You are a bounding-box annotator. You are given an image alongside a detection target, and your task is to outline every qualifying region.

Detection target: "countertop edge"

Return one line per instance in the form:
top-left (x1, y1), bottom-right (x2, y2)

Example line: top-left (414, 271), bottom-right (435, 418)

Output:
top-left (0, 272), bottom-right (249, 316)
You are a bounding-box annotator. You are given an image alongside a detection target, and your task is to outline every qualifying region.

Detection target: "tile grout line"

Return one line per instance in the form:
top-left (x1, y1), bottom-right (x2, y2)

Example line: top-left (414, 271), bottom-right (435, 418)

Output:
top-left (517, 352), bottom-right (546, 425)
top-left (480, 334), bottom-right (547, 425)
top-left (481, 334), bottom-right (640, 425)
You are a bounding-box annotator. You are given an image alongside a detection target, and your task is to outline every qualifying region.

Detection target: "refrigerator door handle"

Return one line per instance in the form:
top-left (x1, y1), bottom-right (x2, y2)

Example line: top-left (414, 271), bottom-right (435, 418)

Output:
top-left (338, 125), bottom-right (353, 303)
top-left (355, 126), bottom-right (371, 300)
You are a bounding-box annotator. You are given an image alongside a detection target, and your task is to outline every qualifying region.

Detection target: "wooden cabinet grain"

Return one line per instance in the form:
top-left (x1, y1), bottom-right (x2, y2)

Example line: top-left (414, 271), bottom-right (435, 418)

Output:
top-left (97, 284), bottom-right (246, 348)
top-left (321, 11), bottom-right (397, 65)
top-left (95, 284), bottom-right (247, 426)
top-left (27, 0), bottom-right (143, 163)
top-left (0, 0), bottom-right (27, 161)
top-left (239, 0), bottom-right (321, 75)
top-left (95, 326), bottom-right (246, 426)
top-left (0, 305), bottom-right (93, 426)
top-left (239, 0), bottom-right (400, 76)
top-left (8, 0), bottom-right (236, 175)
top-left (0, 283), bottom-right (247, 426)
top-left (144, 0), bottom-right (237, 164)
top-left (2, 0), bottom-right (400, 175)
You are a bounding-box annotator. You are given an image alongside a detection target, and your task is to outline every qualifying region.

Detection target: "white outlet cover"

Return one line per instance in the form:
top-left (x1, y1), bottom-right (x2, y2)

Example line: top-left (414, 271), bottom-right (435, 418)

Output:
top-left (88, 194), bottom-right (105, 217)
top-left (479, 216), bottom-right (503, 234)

## Exercise instructions
In full and without edits, return the listing.

## Answer to the problem
You are a bounding-box annotator. You are given an image alongside a detection target, and your task is to outline every qualifying region.

Detection target: "countertop edge"

Return one line per instance in the form:
top-left (x1, y1), bottom-right (x2, y2)

Example line: top-left (414, 271), bottom-right (435, 418)

Output:
top-left (0, 272), bottom-right (249, 316)
You are a bounding-box annotator. You are given an image alongside a detection target, and your task is to outline every qualifying region.

Detection target: "tile grout line"

Return one line per instance in the form:
top-left (x1, y1), bottom-right (x2, y2)

Example line: top-left (414, 271), bottom-right (435, 418)

Output:
top-left (517, 352), bottom-right (546, 425)
top-left (480, 334), bottom-right (547, 425)
top-left (481, 334), bottom-right (640, 425)
You are a bounding-box annotator. You are given an image alongside a detection target, and your task is to outline every qualifying region.

Detection target: "refrigerator door handle"

Return one line per instance in the form:
top-left (x1, y1), bottom-right (x2, y2)

Example line: top-left (414, 271), bottom-right (435, 418)

Output:
top-left (338, 125), bottom-right (353, 303)
top-left (355, 126), bottom-right (371, 300)
You are a bounding-box annotator. You are given an image alongside a detection target, and your task is to outline every qualifying region.

Detection target: "wooden cabinet grain"

Return one line per instance in the form:
top-left (x1, y1), bottom-right (x2, y2)

Example line: top-left (414, 271), bottom-right (435, 418)

Output:
top-left (97, 284), bottom-right (246, 348)
top-left (321, 11), bottom-right (397, 65)
top-left (95, 284), bottom-right (247, 426)
top-left (27, 0), bottom-right (143, 163)
top-left (0, 0), bottom-right (27, 161)
top-left (239, 0), bottom-right (321, 75)
top-left (95, 326), bottom-right (246, 426)
top-left (0, 305), bottom-right (93, 426)
top-left (239, 0), bottom-right (400, 76)
top-left (8, 0), bottom-right (236, 175)
top-left (0, 283), bottom-right (247, 426)
top-left (144, 0), bottom-right (237, 164)
top-left (2, 0), bottom-right (400, 175)
You are a bounding-box annotator. You are given an image alongside a detection target, and your task is to outline every qualifying region.

Detection target: "white outlet cover"

Return one line per instance in the form:
top-left (x1, y1), bottom-right (x2, y2)

Example line: top-left (414, 271), bottom-right (435, 418)

Output:
top-left (88, 194), bottom-right (105, 217)
top-left (479, 216), bottom-right (503, 234)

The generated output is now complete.